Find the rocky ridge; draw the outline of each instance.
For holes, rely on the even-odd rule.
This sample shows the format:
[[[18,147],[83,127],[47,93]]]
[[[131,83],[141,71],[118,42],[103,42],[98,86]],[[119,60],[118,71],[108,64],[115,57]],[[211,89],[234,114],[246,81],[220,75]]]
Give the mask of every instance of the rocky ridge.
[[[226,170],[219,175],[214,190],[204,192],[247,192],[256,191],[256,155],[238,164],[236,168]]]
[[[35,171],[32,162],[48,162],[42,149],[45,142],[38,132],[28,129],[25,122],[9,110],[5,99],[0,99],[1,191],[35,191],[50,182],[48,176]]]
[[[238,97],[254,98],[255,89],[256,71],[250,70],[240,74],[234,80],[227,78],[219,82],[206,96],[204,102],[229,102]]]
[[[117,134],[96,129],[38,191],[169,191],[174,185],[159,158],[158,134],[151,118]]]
= = =
**Required task:** How many lines in the items above contain the word "ridge"? State only the number.

**Reply:** 2